### Your task
Your task is to write out the complete listing exactly as it is shown.
[Start Given data]
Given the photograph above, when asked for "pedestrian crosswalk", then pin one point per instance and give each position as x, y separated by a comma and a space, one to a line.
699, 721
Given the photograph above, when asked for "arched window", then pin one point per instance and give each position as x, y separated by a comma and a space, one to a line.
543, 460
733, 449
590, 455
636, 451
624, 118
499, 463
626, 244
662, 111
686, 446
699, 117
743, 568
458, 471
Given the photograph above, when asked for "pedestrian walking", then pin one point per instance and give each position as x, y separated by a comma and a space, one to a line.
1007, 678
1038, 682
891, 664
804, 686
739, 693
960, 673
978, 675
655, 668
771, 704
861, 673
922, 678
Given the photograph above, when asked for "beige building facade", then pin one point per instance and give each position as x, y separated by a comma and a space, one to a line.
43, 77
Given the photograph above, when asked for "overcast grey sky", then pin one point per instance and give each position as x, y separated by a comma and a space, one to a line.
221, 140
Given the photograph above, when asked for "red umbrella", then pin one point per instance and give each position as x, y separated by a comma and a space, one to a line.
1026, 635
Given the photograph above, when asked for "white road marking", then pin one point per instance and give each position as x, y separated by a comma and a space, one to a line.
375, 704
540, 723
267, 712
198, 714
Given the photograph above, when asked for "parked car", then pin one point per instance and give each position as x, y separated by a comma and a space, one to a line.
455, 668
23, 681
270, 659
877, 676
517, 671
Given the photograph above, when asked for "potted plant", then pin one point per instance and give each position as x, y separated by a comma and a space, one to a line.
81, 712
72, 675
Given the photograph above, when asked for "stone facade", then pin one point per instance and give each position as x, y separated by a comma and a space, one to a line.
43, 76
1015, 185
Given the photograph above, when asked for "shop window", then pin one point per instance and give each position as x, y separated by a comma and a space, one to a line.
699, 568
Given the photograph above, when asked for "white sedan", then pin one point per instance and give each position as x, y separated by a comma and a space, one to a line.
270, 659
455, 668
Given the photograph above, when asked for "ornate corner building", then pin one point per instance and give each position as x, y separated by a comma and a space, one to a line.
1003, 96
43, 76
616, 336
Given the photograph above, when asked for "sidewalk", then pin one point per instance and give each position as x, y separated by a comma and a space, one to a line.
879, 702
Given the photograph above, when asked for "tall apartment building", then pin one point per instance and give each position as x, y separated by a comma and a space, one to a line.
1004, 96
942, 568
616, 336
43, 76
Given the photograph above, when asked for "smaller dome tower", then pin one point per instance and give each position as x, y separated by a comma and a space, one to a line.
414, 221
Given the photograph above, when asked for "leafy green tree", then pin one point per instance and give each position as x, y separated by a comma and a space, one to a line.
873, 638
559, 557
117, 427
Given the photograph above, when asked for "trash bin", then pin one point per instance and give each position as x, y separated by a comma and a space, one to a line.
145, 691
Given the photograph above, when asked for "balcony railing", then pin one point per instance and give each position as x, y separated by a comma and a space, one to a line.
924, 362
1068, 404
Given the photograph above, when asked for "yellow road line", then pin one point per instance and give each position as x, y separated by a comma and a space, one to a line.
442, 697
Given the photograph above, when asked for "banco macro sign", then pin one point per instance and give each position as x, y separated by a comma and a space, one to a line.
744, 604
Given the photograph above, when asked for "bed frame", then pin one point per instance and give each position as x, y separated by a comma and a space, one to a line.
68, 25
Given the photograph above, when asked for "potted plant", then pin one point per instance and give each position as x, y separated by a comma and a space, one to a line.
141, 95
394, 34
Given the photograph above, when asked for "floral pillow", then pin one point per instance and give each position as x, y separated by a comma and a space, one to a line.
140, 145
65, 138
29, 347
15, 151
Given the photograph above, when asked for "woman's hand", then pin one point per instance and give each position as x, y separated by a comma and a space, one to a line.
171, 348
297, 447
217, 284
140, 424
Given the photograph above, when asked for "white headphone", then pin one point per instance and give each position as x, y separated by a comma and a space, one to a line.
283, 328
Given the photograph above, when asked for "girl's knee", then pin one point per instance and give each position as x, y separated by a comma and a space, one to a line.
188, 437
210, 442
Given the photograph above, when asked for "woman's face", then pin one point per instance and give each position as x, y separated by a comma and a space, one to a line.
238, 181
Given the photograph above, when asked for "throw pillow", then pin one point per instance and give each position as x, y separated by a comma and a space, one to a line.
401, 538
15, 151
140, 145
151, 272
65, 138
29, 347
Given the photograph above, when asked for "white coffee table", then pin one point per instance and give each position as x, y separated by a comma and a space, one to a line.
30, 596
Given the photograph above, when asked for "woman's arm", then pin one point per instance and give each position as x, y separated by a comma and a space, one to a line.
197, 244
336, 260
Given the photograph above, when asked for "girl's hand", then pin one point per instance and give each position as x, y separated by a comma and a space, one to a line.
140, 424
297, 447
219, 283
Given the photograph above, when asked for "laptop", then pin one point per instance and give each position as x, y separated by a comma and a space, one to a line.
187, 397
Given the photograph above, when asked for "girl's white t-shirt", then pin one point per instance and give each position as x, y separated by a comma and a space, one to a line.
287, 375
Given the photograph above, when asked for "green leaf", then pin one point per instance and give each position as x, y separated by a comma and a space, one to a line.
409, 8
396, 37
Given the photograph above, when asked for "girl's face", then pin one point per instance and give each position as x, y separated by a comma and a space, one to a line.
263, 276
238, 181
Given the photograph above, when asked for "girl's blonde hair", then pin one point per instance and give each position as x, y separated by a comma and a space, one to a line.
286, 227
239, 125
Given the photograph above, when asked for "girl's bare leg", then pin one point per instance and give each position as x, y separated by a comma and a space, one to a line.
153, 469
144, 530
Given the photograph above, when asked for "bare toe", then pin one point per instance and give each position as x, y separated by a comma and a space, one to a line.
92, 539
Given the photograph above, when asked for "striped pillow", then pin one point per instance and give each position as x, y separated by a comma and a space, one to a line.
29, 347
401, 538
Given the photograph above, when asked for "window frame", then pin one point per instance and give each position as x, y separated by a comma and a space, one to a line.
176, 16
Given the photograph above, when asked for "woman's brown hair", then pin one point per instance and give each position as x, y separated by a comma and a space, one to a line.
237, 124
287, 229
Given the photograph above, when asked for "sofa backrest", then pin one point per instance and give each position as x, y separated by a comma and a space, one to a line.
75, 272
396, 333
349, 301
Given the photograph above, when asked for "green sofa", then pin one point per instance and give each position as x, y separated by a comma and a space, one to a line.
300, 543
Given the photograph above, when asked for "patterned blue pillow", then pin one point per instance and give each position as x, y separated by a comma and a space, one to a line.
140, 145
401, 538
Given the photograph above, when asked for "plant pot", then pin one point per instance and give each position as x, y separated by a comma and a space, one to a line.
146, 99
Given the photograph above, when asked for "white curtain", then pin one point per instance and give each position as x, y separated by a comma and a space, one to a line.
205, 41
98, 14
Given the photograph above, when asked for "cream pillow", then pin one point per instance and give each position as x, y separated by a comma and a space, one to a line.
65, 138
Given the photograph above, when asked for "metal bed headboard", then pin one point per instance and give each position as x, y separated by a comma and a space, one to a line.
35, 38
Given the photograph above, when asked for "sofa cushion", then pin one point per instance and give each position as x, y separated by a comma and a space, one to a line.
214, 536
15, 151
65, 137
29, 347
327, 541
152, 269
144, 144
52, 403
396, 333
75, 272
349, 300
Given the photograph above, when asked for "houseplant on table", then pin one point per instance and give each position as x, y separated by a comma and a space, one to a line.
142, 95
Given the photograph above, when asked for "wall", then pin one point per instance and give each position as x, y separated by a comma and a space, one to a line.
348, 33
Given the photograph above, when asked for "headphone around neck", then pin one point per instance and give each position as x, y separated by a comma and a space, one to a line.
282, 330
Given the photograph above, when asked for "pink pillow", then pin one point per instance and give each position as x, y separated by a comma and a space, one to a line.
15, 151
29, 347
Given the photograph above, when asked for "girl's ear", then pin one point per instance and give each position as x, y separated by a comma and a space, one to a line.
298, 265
[End Given data]
### Result of the task
Given the photograph above, when asked for "pedestrian crosswalk", then pin one point per instance and give each position as x, y separated by a comma and a space, one to a line.
699, 721
Given the photograph above, when asked for "arched window", then pin one point per instance and give each position as x, y separated by a comma and a space, one to a line.
543, 460
733, 449
590, 455
636, 451
624, 118
499, 463
626, 244
662, 111
686, 446
699, 117
743, 568
458, 471
Given the photograph above, when asked for "pedestrian walking", then pin one point per instance and give each position as x, y separated by a comma and a space, one to a line.
1007, 678
1038, 682
891, 664
804, 686
739, 693
960, 673
978, 675
655, 668
771, 704
861, 673
922, 678
Given the photograph above, when asked for "beige building facade", then pin one point per instance and give each position as x, y separated by a comma and a space, one to a line.
43, 77
Given the photograph above, when asked for "overcast grey sky", then pin one point per instance and give each position as x, y separated by a comma and a space, one to a line.
221, 140
Given the photograph above, when asked for "red umbrella", then pin one point per instance and give each position as x, y separated by a comma and a space, one to a line.
1026, 635
Given the photograph above, when asked for "white road marking", then pin one point per instance and give each position as x, y separated by a comma and a space, one to a line.
375, 704
540, 723
267, 712
198, 714
Given the photograph above, when asked for "parked car", then pin one point per instance and give each position as x, y separated by a comma and a space, one to a line.
455, 668
23, 681
270, 659
877, 676
517, 671
Given the photograph above, when asked for "potted plant", then pin one point per instance and give each position as x, y separated by a comma and a space, one to a line.
81, 712
72, 675
Given the photograph above, when asked for "stone facade", then pin one point per instance and give each position as x, y separated by a comma and a space, one to a line.
43, 76
1015, 185
Given the photograph above, when asked for "shop window", then pin one point per instance and give each position as x, y separated by a comma and a space, one to a line.
699, 568
Given the photograph above, when asked for "white sedan", then pin one point per instance and give each position as x, y separated by a comma and a space, one to a line.
270, 659
455, 668
Given the photograph above, when asked for "ornate corner building", then pin one point per instance and give each position as x, y separated by a comma and a space, one to a line.
1003, 96
43, 76
616, 336
Given the photograph above, when asked for "sidewalk", then pin one point per instance and give each position as x, y separated by a comma and a space, one to a line.
879, 702
Given the photograph above, when asked for "tall apartment building", then pin one point per instance and give each position as x, y separated by a comma and a space, one to a line.
1004, 96
942, 568
616, 336
43, 76
Given the photograph above, when asked for "smaller dome tower", then pin one point per instance and give each position as x, y separated by a comma and a space, one to a line.
414, 221
Given the photograph above, when asked for "leafy green tree", then pin one point per instance and give each position as x, y separated by a comma and a space, one to a line.
873, 638
559, 557
117, 427
Given the photograph above, when asked for "trash bin", then pin one point per instance and give each position as x, y separated by a comma and a space, one to a line.
145, 691
Given the photograph above, when asked for "balcony railing", then pin one point per instance and give each position as x, y separated by a comma and a space, one to a line.
924, 362
1068, 404
Given the photograph above, when asked for "yellow road line", then pin one point per instance and give each position as x, y separated by a comma and a space, one to a line.
442, 697
Given the photograph above, when asked for "banco macro sign", then pin one point per instance and give each position as x, y separated by a comma and a space, one to a line.
744, 604
Given the photograph above, when asked for "bed frame", then pin one point per instance and give each position as x, y separated by a comma and a space, one to a line.
68, 25
Given the photograph above, when asked for "potted plant", then pin one point per instance and give each position as x, y separated by a comma and a space, one to a line.
141, 95
394, 34
Given the photograph above, when asked for "floral pillow", then pin one point per instance and give each position as x, y separated by a comma and a space, one to a line.
140, 145
65, 138
29, 347
15, 151
Given the photograph above, when asked for "woman's hand", then pin one point per instance and give each position as x, y separated by a comma and a space, one to a line.
171, 348
297, 447
217, 284
140, 424
Given the photograph above, when asked for "white headphone", then pin one point per instance and give each position as x, y separated by a comma and a space, one to a line.
283, 328
Given the photograph above, when asked for "girl's knee", then pin one point per instance and give each position as x, y separated by a comma and a space, one to a line.
188, 437
210, 442
Given the photograph above, when asked for "woman's face", then pin one point per instance and give each position as x, y separated by a comma and a space, one to a line.
238, 181
Given the photograph above, when asked for "throw pillow", then pin one point per instance and give each position as x, y separated by a comma and a space, one to a line.
401, 538
15, 151
140, 145
151, 272
65, 138
29, 347
Given the photograph above, when asked for "white coffee table", then pin one point per instance and give each position as x, y separated by a comma and a space, one to a line.
30, 596
Given the photograph above, when asked for "woman's arm", then pin one point per instance and give each position as x, y separated by a comma and a space, one to a line.
197, 244
336, 260
Given the photograph above, when asked for "girl's hand", then pin one point per instance and give each position as x, y separated by a comma and a space, one to a line.
140, 424
297, 447
219, 283
Given the photograph above, when asked for "laptop", then pin one point per instance and give each position as x, y separated by a comma and a space, one to a line.
187, 397
Given the photograph above, when asked for "girl's white t-shirt", then pin one point per instance and give each position as x, y separated by a comma and a space, one to a line.
287, 375
Given the photograph above, when asked for "green leaf", then pin one point per instance and give each position as x, y separated by a comma and a space, one to a line.
409, 8
396, 37
Given the photograph above, when asked for "girl's face", then pin one point per instance and give each position as x, y separated by a comma and a space, one to a line.
263, 276
238, 181
Given the photograph above, when asked for "girl's blonde hair", then pin one point per instance and give each position as x, y separated by a comma and a space, one to a line.
286, 227
239, 125
Given the photograph above, when asked for "girl's bare leg", then pin one point per instance and give each position as x, y separated by a comma and a space, one to a line.
153, 469
144, 530
Given the photograph above, when asked for "bare toe", then pin one point per instance and give each position as x, y separated by a comma and a space, one to a line.
92, 539
Given the photograph above, when asked for "striped pillow", then pin one point per instance and give each position as x, y separated by a comma and a space, one to a line.
29, 347
401, 538
Given the photograph above, when asked for "window frame", then pin one point per instance and give each position as x, y separated by a comma and a space, one to a line.
176, 16
Given the photograph above, when asked for "woman's brown hair", then pin one point per instance and give each position as x, y separated by a comma and a space, one to a line.
237, 124
287, 229
Given the photograph above, when asked for "sofa backrest", then pin one point per instance and give each position as x, y separated by a comma and a space, one to a line.
75, 272
396, 333
349, 301
Given the photograph above, when asked for "green sofa", then pin one point per instance and give each position as x, y separated by a comma and a space, one to a line.
300, 543
Given the photograph above, when asked for "patterned blue pillow", then pin one point per instance and give each position as x, y separated by a comma and a space, one to a line.
140, 145
401, 538
Given the photograph above, when asked for "plant pot", then pin one point per instance and give each position as x, y separated by a comma and a space, one to a line.
146, 99
Given the photograph above, when asked for "white curtain", then pin one point per instance and give each position as x, y separated by a comma and a space, one to a line.
205, 41
98, 14
Given the photograph above, when asked for "cream pillow", then pin one point per instance and give each position as x, y separated by a comma and a space, one to a line.
65, 138
Given the photograph above, when asked for "metal bed headboard", then pin one point per instance and give each position as x, y separated by a comma and a space, one to a line.
35, 38
Given the photograph above, when asked for "sofa cushion", then pin one point per instance and give each position as x, y separated by a comma and a space, one to a line.
214, 536
15, 151
65, 137
29, 347
327, 541
152, 269
144, 144
52, 403
396, 333
75, 272
349, 300
Given the photograph above, when asked for "houseplant on table", then pin one point per instance and give each position as x, y separated by a comma and a space, one to a line.
142, 95
Given the photograph above, when asked for "wall", then pin one point per instance and give each position as x, y separated by a comma and a space, one to a line.
348, 33
Given the photograph above, when asked for "headphone around neck", then pin one point per instance and give each position as x, y separated by a comma and a space, one to a line.
282, 330
Given the photograph above, when asked for "pink pillow", then pin one point per instance and give each position as x, y separated by a comma and a space, one to a line.
15, 151
29, 347
Given the photograph above, when asked for "girl's ear", then pin one point per instance and give each position as x, y separated by a comma and a space, one to a line.
298, 265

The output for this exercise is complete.